Write each line exactly as it stands, from the line containing "Where can the hydrangea" through the end of the data.
— start of Material provided —
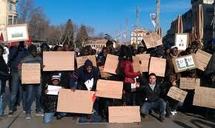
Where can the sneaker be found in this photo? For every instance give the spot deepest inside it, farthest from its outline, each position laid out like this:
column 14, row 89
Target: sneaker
column 10, row 114
column 161, row 118
column 39, row 114
column 28, row 116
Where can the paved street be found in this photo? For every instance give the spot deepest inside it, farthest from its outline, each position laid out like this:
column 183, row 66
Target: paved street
column 181, row 120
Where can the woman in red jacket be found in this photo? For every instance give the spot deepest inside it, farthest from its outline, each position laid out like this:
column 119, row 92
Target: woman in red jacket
column 126, row 67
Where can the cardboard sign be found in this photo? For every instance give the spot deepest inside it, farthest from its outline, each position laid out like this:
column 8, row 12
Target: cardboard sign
column 152, row 40
column 104, row 74
column 189, row 83
column 17, row 33
column 81, row 60
column 204, row 97
column 181, row 41
column 53, row 90
column 111, row 64
column 31, row 73
column 141, row 62
column 157, row 66
column 124, row 114
column 177, row 94
column 75, row 102
column 58, row 61
column 184, row 63
column 202, row 59
column 109, row 89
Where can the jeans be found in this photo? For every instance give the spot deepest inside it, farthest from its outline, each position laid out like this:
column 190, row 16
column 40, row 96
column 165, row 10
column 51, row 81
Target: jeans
column 15, row 88
column 32, row 92
column 2, row 99
column 48, row 117
column 159, row 104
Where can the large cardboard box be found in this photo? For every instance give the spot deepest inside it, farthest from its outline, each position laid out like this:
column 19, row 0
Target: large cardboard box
column 111, row 64
column 18, row 32
column 189, row 83
column 177, row 94
column 109, row 89
column 124, row 114
column 152, row 40
column 31, row 73
column 184, row 63
column 202, row 59
column 58, row 61
column 79, row 101
column 81, row 60
column 204, row 97
column 141, row 62
column 157, row 66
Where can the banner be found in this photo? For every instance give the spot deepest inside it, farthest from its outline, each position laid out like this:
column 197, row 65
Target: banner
column 58, row 61
column 124, row 114
column 75, row 102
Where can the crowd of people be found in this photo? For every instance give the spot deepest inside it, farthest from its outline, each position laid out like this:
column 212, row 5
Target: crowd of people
column 150, row 91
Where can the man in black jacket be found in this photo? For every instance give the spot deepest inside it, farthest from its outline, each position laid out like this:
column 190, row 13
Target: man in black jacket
column 151, row 100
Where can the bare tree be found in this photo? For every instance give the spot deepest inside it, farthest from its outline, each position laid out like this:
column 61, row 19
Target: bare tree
column 68, row 36
column 25, row 8
column 38, row 25
column 82, row 36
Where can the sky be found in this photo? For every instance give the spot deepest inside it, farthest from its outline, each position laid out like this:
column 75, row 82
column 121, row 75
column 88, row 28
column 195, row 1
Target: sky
column 110, row 16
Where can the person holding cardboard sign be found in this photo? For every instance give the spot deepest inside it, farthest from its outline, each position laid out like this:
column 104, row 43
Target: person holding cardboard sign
column 152, row 99
column 32, row 90
column 126, row 67
column 85, row 78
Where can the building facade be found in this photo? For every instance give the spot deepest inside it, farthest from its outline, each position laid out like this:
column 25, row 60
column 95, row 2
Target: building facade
column 189, row 19
column 137, row 36
column 8, row 14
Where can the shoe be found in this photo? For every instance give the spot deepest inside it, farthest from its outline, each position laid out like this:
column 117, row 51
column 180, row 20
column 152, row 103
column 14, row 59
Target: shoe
column 28, row 116
column 39, row 114
column 10, row 114
column 161, row 118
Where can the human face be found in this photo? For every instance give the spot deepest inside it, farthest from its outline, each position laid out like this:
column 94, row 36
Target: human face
column 89, row 69
column 152, row 79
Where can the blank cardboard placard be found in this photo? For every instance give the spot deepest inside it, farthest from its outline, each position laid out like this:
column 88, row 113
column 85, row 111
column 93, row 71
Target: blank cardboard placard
column 75, row 102
column 111, row 64
column 189, row 83
column 141, row 62
column 17, row 32
column 177, row 94
column 104, row 74
column 109, row 89
column 152, row 40
column 181, row 41
column 31, row 73
column 204, row 97
column 202, row 59
column 184, row 63
column 58, row 61
column 124, row 114
column 157, row 66
column 81, row 60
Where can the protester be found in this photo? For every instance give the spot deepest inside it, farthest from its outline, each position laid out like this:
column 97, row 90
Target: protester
column 152, row 99
column 32, row 90
column 16, row 54
column 4, row 75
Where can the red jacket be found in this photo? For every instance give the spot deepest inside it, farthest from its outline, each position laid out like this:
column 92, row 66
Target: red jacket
column 128, row 70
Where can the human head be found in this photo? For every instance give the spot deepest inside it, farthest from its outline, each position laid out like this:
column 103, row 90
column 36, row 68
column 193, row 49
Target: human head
column 88, row 65
column 152, row 78
column 32, row 49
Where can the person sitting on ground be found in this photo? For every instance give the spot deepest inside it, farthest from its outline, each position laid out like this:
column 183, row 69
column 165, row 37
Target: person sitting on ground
column 152, row 99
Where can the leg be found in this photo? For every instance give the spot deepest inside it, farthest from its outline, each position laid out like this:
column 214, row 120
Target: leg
column 48, row 117
column 146, row 108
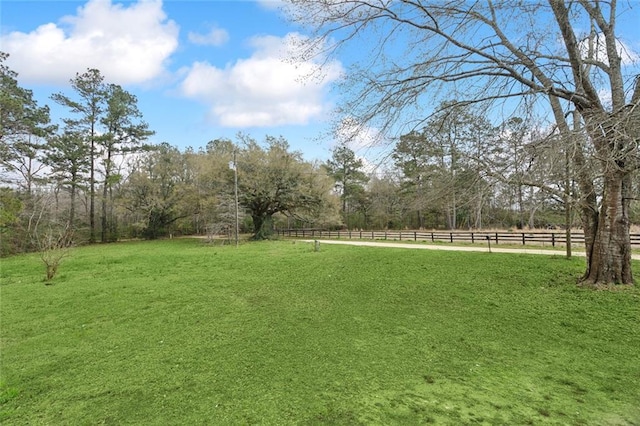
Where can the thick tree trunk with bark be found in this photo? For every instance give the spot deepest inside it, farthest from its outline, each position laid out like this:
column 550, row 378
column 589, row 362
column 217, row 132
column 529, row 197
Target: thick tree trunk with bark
column 610, row 256
column 609, row 253
column 262, row 226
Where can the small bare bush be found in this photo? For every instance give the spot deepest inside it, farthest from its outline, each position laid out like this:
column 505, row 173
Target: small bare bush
column 54, row 245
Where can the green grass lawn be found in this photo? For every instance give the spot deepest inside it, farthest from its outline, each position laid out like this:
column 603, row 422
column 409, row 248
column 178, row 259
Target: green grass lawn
column 179, row 332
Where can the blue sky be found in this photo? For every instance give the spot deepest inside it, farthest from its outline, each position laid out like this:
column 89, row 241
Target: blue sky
column 200, row 69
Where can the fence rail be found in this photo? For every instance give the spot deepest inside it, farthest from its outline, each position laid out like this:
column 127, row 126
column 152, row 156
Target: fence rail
column 521, row 237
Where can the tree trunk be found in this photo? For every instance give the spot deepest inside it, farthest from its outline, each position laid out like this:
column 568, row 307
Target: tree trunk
column 610, row 258
column 262, row 226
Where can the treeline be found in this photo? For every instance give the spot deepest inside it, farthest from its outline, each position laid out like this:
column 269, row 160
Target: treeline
column 460, row 171
column 94, row 176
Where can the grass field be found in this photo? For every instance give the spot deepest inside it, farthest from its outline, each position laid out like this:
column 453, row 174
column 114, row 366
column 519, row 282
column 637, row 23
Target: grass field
column 179, row 333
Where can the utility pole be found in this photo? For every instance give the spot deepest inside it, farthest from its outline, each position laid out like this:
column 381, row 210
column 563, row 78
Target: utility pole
column 235, row 180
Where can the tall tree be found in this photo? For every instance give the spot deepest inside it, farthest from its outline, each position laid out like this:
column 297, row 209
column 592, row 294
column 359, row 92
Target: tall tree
column 125, row 134
column 68, row 157
column 482, row 52
column 273, row 180
column 442, row 162
column 91, row 95
column 159, row 191
column 346, row 169
column 23, row 127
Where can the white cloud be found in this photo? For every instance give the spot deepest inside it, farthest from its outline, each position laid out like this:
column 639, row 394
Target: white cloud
column 357, row 136
column 215, row 37
column 269, row 88
column 270, row 4
column 127, row 44
column 598, row 50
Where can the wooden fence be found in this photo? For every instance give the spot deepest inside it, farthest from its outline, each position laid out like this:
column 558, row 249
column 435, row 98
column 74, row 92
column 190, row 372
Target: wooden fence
column 550, row 238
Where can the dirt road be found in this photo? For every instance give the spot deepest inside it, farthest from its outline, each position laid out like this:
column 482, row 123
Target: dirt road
column 529, row 250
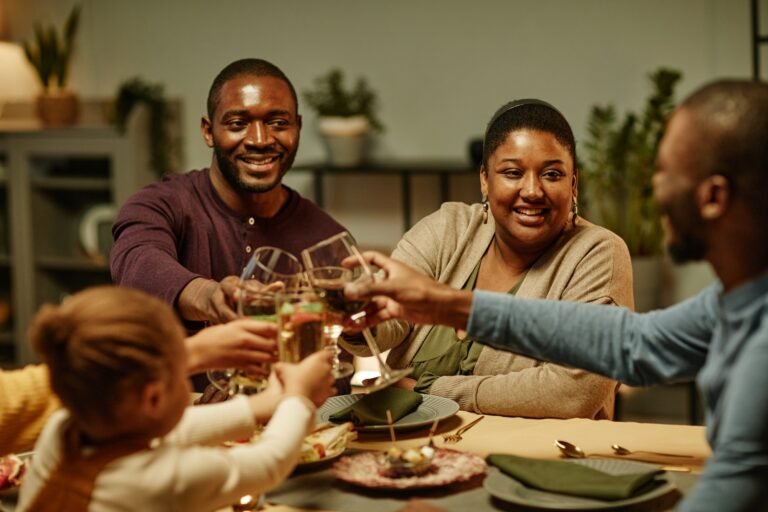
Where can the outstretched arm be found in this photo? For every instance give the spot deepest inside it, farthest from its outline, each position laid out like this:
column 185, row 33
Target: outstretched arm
column 244, row 343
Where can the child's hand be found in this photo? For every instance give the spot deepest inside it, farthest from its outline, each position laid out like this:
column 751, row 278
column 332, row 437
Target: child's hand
column 310, row 378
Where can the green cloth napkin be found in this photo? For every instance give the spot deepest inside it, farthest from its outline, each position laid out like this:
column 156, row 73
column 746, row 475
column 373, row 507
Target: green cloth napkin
column 574, row 479
column 372, row 409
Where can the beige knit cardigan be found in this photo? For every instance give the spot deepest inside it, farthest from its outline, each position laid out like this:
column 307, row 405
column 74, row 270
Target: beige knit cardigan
column 586, row 264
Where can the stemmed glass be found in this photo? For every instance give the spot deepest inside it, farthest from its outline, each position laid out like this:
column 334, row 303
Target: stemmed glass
column 325, row 270
column 268, row 271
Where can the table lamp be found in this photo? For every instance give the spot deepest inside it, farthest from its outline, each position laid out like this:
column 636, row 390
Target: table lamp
column 19, row 82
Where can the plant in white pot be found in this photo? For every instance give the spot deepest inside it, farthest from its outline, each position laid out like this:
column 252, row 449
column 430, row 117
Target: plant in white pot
column 616, row 180
column 50, row 54
column 345, row 116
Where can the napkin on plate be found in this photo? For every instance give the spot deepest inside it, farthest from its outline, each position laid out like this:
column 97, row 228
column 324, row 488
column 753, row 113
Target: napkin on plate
column 372, row 409
column 574, row 479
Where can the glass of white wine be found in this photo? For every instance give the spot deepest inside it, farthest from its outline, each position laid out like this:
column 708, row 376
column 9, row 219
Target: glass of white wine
column 327, row 269
column 269, row 270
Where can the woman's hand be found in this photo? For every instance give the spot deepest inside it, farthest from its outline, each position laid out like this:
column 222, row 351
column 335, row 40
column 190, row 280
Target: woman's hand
column 310, row 378
column 244, row 343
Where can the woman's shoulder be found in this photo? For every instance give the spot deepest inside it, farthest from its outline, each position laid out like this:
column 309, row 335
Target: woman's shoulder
column 454, row 214
column 589, row 234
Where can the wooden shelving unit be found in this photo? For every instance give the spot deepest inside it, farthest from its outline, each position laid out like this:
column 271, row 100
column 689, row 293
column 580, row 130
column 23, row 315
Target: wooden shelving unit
column 49, row 180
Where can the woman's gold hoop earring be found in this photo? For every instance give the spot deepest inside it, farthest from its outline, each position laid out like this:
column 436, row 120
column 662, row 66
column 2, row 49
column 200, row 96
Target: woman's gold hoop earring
column 574, row 210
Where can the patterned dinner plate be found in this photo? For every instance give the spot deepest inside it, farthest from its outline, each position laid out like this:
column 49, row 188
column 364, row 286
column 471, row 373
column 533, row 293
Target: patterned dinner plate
column 431, row 408
column 508, row 489
column 448, row 467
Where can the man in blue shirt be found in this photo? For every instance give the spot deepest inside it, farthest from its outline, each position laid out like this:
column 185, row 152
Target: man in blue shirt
column 711, row 185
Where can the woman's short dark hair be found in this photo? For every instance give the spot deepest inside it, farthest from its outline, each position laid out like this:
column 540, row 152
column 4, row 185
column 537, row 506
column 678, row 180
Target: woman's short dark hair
column 527, row 114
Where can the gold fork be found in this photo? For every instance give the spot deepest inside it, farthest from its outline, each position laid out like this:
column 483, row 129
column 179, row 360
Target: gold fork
column 456, row 436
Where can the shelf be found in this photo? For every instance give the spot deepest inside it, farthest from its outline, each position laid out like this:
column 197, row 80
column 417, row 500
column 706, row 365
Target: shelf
column 402, row 169
column 57, row 264
column 69, row 184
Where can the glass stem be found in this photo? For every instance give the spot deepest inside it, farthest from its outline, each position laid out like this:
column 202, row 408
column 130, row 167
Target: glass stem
column 383, row 367
column 333, row 333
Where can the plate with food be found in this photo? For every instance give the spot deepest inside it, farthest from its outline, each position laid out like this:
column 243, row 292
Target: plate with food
column 419, row 468
column 12, row 470
column 430, row 409
column 326, row 443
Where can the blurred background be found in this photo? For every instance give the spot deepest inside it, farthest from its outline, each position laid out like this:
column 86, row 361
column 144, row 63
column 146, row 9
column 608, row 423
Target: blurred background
column 440, row 68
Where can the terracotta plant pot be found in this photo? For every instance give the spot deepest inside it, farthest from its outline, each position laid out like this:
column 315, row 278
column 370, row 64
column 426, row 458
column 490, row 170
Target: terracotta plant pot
column 58, row 108
column 345, row 139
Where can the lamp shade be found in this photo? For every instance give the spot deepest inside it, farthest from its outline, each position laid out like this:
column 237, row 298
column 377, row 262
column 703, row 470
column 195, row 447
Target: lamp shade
column 19, row 82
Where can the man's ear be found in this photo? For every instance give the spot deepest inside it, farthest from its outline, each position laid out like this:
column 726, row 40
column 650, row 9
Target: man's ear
column 207, row 129
column 713, row 196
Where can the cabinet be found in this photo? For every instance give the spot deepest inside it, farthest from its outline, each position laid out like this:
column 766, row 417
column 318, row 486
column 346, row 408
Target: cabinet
column 403, row 169
column 50, row 182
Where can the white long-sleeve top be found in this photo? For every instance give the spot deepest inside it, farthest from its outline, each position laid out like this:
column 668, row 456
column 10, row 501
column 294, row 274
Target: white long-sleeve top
column 185, row 471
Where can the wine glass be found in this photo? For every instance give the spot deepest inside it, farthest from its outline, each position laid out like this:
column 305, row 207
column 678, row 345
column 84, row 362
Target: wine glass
column 326, row 271
column 300, row 323
column 269, row 270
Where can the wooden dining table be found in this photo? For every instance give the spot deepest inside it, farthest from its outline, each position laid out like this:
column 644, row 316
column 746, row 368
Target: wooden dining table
column 318, row 489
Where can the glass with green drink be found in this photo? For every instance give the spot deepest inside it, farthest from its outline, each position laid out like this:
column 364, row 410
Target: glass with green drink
column 300, row 323
column 268, row 271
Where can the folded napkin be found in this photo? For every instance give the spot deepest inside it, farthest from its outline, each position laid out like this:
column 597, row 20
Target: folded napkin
column 568, row 478
column 372, row 409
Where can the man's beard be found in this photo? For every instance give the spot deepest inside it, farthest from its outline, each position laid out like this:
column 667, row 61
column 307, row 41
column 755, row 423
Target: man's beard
column 685, row 223
column 231, row 173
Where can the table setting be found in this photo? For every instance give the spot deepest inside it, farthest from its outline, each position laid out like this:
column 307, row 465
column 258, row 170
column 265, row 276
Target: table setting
column 522, row 468
column 383, row 448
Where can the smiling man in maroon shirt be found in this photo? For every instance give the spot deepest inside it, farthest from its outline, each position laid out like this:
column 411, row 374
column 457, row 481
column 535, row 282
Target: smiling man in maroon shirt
column 180, row 238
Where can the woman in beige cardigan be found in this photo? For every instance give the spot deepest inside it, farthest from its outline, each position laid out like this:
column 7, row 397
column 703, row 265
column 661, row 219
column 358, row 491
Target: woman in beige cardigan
column 524, row 238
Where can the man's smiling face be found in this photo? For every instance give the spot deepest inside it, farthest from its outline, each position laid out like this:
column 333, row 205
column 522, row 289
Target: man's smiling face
column 254, row 132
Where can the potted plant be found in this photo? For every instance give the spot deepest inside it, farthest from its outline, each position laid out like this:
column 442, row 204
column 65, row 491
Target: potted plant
column 163, row 146
column 616, row 179
column 345, row 116
column 50, row 55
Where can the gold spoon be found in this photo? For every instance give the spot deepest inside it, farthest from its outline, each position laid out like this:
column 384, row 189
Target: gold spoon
column 432, row 430
column 620, row 450
column 572, row 451
column 391, row 427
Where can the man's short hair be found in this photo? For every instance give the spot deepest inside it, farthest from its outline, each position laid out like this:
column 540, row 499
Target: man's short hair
column 733, row 119
column 245, row 67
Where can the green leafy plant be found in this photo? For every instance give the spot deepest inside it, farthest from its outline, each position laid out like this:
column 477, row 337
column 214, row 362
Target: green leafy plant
column 330, row 97
column 162, row 146
column 50, row 52
column 620, row 162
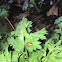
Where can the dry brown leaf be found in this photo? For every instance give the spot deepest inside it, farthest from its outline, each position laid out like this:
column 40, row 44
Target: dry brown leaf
column 53, row 10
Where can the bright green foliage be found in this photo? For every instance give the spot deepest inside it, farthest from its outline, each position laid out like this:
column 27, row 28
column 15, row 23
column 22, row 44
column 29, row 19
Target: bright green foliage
column 55, row 52
column 23, row 51
column 23, row 36
column 5, row 56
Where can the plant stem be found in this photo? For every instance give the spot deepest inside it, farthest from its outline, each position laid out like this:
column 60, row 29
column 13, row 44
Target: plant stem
column 10, row 23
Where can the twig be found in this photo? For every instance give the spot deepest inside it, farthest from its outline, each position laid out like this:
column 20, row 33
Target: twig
column 10, row 23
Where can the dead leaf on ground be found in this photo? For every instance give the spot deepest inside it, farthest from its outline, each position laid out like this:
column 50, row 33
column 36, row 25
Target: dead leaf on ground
column 53, row 10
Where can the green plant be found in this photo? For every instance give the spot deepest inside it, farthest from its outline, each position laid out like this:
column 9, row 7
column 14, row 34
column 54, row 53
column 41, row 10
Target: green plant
column 32, row 3
column 58, row 34
column 27, row 47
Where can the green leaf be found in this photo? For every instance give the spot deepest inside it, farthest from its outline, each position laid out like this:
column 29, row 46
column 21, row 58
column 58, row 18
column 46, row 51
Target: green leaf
column 57, row 21
column 3, row 13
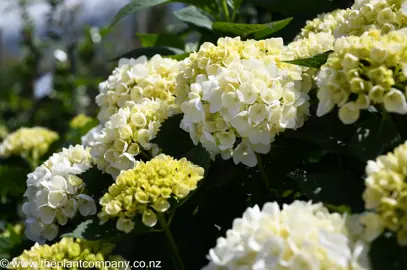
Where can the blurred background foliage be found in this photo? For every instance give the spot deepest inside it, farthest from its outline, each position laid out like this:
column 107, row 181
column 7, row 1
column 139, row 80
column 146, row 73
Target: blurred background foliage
column 55, row 76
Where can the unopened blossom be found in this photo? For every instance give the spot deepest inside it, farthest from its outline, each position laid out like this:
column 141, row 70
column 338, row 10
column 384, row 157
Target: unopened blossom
column 135, row 80
column 366, row 15
column 236, row 97
column 28, row 142
column 146, row 190
column 364, row 71
column 70, row 251
column 298, row 236
column 385, row 195
column 55, row 193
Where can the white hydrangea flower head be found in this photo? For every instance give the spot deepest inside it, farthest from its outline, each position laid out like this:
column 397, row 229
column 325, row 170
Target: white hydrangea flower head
column 55, row 193
column 365, row 15
column 91, row 138
column 127, row 133
column 298, row 236
column 364, row 71
column 236, row 96
column 136, row 79
column 385, row 195
column 323, row 23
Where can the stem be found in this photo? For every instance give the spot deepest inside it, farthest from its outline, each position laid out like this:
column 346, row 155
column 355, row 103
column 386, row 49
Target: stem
column 171, row 241
column 225, row 10
column 262, row 172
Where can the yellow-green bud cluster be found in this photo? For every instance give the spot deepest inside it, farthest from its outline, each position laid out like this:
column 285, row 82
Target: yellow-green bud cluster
column 80, row 121
column 323, row 23
column 69, row 250
column 386, row 194
column 3, row 132
column 33, row 142
column 138, row 79
column 363, row 71
column 146, row 190
column 365, row 15
column 237, row 95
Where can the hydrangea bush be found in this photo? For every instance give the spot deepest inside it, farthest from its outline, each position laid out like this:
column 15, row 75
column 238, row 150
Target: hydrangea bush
column 244, row 151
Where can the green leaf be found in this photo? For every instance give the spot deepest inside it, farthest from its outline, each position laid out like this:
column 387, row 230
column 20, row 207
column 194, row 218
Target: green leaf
column 258, row 31
column 172, row 139
column 135, row 6
column 273, row 27
column 13, row 180
column 315, row 61
column 199, row 156
column 235, row 4
column 91, row 230
column 387, row 254
column 167, row 40
column 96, row 182
column 194, row 16
column 374, row 137
column 149, row 52
column 210, row 6
column 179, row 57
— end of Material provided —
### Reply
Where can the hydrangea bush be found in this photo? For every instance give the spot deepest inside it, farthest from its outline, each position laid out like this:
column 15, row 75
column 238, row 150
Target: hydrangea bush
column 244, row 151
Where can the green leaf be found in this photo? For every instance give the spot deepest inside it, farthest from its outline, each position laid out like this:
column 387, row 230
column 20, row 207
column 194, row 218
Target: green leaf
column 258, row 31
column 172, row 139
column 135, row 6
column 273, row 27
column 13, row 180
column 315, row 61
column 199, row 156
column 235, row 4
column 91, row 230
column 387, row 254
column 167, row 40
column 96, row 182
column 194, row 16
column 374, row 137
column 149, row 52
column 210, row 6
column 179, row 57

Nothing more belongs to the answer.